(Coordinate labeling data)
— START —

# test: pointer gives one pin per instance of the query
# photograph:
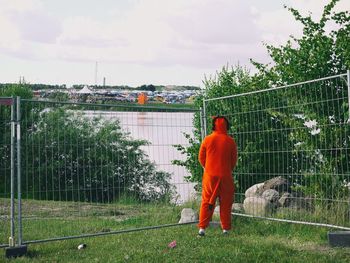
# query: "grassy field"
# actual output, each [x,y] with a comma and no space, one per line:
[252,240]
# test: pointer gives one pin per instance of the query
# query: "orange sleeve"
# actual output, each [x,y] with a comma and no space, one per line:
[202,153]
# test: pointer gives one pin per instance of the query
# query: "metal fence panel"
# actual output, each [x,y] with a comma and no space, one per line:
[90,169]
[299,136]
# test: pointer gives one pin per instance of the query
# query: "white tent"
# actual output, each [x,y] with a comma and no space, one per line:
[85,90]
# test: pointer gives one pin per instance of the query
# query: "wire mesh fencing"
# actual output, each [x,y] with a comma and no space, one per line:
[294,150]
[91,169]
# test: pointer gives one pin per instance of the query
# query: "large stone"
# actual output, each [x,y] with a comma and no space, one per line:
[271,195]
[285,200]
[253,190]
[188,215]
[279,184]
[257,206]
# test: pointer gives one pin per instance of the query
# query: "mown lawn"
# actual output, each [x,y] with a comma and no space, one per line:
[252,240]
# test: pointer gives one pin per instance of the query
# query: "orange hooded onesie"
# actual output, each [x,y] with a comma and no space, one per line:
[218,156]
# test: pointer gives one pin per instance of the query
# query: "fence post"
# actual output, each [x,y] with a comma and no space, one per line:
[12,237]
[19,196]
[201,122]
[204,118]
[348,77]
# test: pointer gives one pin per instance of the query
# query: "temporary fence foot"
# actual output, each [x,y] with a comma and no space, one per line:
[17,251]
[339,238]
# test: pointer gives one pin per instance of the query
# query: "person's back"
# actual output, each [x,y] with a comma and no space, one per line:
[218,156]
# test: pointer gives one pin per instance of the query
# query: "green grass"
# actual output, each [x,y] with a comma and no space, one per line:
[252,240]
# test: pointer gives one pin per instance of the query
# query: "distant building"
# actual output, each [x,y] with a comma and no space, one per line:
[142,98]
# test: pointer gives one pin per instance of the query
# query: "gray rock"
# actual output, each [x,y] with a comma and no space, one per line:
[279,184]
[257,206]
[253,190]
[285,200]
[271,195]
[188,215]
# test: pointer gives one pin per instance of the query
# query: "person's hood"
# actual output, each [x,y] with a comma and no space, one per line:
[220,125]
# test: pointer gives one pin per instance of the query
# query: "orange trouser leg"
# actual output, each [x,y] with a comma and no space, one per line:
[226,200]
[209,189]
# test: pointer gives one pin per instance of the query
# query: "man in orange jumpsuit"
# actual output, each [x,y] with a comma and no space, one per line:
[218,156]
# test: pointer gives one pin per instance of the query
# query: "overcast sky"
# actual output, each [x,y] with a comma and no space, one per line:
[139,42]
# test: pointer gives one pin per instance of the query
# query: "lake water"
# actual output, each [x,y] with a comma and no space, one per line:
[162,130]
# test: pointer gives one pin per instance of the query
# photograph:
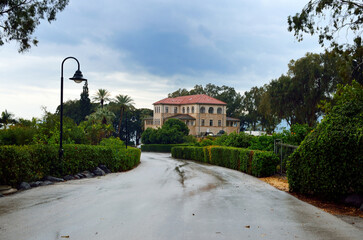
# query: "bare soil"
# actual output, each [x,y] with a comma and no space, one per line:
[280,182]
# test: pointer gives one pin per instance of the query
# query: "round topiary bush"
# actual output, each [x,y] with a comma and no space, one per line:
[328,163]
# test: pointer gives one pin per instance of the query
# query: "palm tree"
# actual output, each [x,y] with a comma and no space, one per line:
[6,118]
[123,102]
[102,95]
[101,115]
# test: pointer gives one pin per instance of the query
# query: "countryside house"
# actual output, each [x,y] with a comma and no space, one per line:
[201,113]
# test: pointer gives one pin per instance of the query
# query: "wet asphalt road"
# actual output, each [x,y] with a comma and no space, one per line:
[166,199]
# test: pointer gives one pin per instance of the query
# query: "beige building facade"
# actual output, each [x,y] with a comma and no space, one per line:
[201,113]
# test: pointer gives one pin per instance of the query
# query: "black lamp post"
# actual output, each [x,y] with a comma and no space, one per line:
[77,78]
[133,119]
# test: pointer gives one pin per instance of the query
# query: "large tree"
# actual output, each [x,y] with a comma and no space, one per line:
[123,102]
[19,18]
[328,19]
[310,79]
[102,95]
[6,119]
[250,103]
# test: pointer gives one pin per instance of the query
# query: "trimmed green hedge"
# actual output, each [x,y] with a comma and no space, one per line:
[329,162]
[33,162]
[159,147]
[257,163]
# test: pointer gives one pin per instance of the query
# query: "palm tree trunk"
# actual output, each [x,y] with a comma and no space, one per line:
[119,125]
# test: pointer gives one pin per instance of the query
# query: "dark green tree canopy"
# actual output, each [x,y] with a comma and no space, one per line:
[19,18]
[328,19]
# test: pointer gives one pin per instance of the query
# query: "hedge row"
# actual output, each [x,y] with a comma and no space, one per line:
[253,162]
[159,147]
[33,162]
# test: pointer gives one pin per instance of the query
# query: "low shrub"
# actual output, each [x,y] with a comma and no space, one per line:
[257,163]
[329,162]
[245,157]
[264,163]
[33,162]
[159,147]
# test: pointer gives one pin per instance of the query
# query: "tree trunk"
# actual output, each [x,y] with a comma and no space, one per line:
[120,122]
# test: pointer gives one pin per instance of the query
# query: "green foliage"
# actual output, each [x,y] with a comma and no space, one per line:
[264,143]
[240,140]
[327,18]
[17,135]
[6,118]
[18,19]
[112,142]
[33,162]
[245,157]
[257,163]
[48,131]
[328,162]
[159,147]
[206,142]
[264,163]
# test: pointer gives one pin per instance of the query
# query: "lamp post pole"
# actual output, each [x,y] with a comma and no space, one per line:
[77,78]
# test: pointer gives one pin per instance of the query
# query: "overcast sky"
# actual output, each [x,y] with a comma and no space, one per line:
[149,48]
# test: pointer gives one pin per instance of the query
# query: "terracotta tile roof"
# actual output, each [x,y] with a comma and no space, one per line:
[232,119]
[191,99]
[182,117]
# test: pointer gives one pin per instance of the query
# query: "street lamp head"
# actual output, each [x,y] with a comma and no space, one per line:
[133,119]
[78,77]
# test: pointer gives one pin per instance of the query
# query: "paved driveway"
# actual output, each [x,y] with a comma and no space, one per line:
[165,198]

— END —

● What is asked: Each line of the data is to be duplicated exactly; pictures stay out of the copy.

● Complete output:
# test: pointer gives one pin per instance of the query
# photograph:
# query: "grassy field"
# actual output, each [x,y] with a comma and no space, one per line:
[252,240]
# test: pointer gives one pin per instance of the query
# query: "orange sleeve"
# actual output, each [x,y] with a comma and no space, one per line:
[202,153]
# test: pointer gives one pin per instance of the query
# query: "metal fence panel"
# actual output, each [x,y] with a comma and no space, one per line:
[90,169]
[299,136]
# test: pointer gives one pin per instance of the query
# query: "white tent"
# actual output, each [x,y] with a comma and no space, one per line:
[85,90]
# test: pointer gives one pin per instance of the query
# query: "wire mesh fencing"
# actual output, each [x,y] with a comma and no space, one per line:
[294,150]
[91,169]
# test: pointer gives one pin per instance of the query
# query: "large stone"
# actual output, each [x,y] with a comma and no space, one per line:
[271,195]
[285,200]
[253,190]
[188,215]
[279,184]
[257,206]
# test: pointer gives one pin per instance of the query
# query: "mown lawn"
# actual output, each [x,y] with a comma and no space, one per line:
[252,240]
# test: pointer gives one pin per instance of the query
# query: "orange hooded onesie"
# actual output, each [x,y] with a comma and no space, one per line:
[218,156]
# test: pointer gives one pin per instance of the query
# query: "fence post"
# actual output, each [x,y] with a comma and no space, one per line:
[12,237]
[19,196]
[201,122]
[204,118]
[348,77]
# test: pointer gives one pin per instance of the query
# query: "temporary fence foot"
# actual output, each [x,y] with a comma and no space, one per line:
[17,251]
[339,238]
# test: pointer gives one pin per instance of the query
# query: "person's back"
# actual output, each [x,y] with a comma and no space, one per line:
[218,156]
# test: pointer gives one pin per instance of the query
# query: "green grass"
# actual output, each [x,y] with a comma and no space, one per line:
[252,240]
# test: pointer gives one pin per instance of the query
# query: "distant building"
# actual output, each [x,y] with a comma and no space, one per line:
[142,98]
# test: pointer gives one pin per instance of the query
# query: "gray rock"
# actual output, each [x,y] with a comma and no space, one per line:
[279,184]
[257,206]
[253,190]
[285,200]
[271,195]
[188,215]
# test: pointer gives one pin per instance of the query
# query: "person's hood"
# actual output, each [x,y] with a comma and no space, one per line:
[220,125]
# test: pointer gives one pin per instance of the query
# query: "orange trouser leg"
# actual output, each [x,y] with a comma and no space, one per line:
[226,200]
[209,189]
# test: pointer gives one pin per instance of the query
# query: "man in orange jumpsuit"
# actual output, each [x,y] with a comma and no space, one per line:
[218,156]
# test: pointer gives one pin per instance of the query
# query: "overcast sky"
# actual output, each [x,y] with a comma and no space, one per line:
[139,42]
# test: pointer gives one pin per instance of the query
# query: "lake water"
# actual output, each [x,y] with a comma and no space, one per line:
[162,130]
# test: pointer gives one pin per instance of the query
# photograph:
# query: "bare soil"
# actual output, each [x,y] with a comma and no space, one per line:
[280,182]
# test: pointer gives one pin per instance of the query
# query: "round topiary bush"
# actual output, each [x,y] with a comma and no space, one per line:
[328,163]
# test: pointer gives one pin per instance of the query
# query: "palm tree"
# actual output, each [x,y] with a comma and no space, one per line:
[6,118]
[123,102]
[102,95]
[101,115]
# test: pointer gives one pin per instance of the query
# query: "countryside house"
# actual output, each [x,y] with a comma and no space, one per line:
[201,113]
# test: pointer gives one pin per instance of the query
# query: "wet asphalt road"
# actual output, each [x,y] with a comma and no space, one per line:
[166,199]
# test: pointer gives one pin per instance of the query
# query: "beige building facade"
# actual output, each [x,y] with a comma and no space, one per line:
[201,113]
# test: pointer gives one pin per instance of the query
# query: "black lamp post"
# actual output, each [x,y] with a comma and no space, one per line:
[77,78]
[133,119]
# test: pointer gives one pin per instance of the query
# query: "large tree"
# actual output, each [x,y] with a comma and no space, one per line:
[123,102]
[19,18]
[328,19]
[310,79]
[102,95]
[6,119]
[250,103]
# test: pointer gives one pin per instance of the query
# query: "trimmed green hedge"
# actual output, each [x,y] with a comma and no space, one per line:
[329,162]
[33,162]
[159,147]
[257,163]
# test: pointer gives one pin per instance of the query
# query: "palm tree trunk"
# actual output, each [x,y] with a comma and no space, one per line:
[119,125]
# test: pointer gives one pin per instance of the query
# query: "dark green tree canopy"
# actual output, each [x,y] with a comma and no space, one per line:
[19,18]
[328,19]
# test: pointer gives one pin per instance of the query
# query: "hedge row"
# actual output, each [x,y] with a comma and no space, one per line:
[253,162]
[159,147]
[33,162]
# test: pointer gives one pin per instance of the query
# query: "low shrub"
# actual output, each [x,y] with a comma and no space, one per line:
[257,163]
[329,162]
[245,157]
[264,163]
[33,162]
[159,147]
# test: pointer gives one pin per instance of the query
# query: "tree trunk"
# actual output, each [x,y] with a comma and no space, one per line:
[120,122]
# test: pointer gives one pin per instance of the query
# query: "green foliage"
# actual output, each [x,y] with a comma and no space, one per line:
[264,143]
[240,140]
[327,18]
[17,135]
[6,118]
[18,19]
[112,142]
[33,162]
[245,157]
[257,163]
[48,131]
[328,162]
[159,147]
[206,142]
[264,163]
# test: pointer gives one pin per instance of the query
# query: "lamp post pole"
# actual output, each [x,y] with a comma and no space, one per line:
[77,78]
# test: pointer gives one pin per instance of the query
# query: "overcast sky"
# actual output, each [x,y] with a comma and no space, one per line:
[149,48]
# test: pointer gives one pin per instance of the query
# query: "terracotta tile roof"
# actual output, each [x,y] with a comma and no space, one per line:
[232,119]
[191,99]
[182,117]
# test: pointer gives one pin per instance of the query
# query: "street lamp head"
# actual output, each [x,y] with a comma and no space, one per line:
[133,119]
[78,77]
# test: pointer gives one pin per instance of the query
# query: "paved driveway"
# actual output, each [x,y] with a comma and no space, one per line:
[165,198]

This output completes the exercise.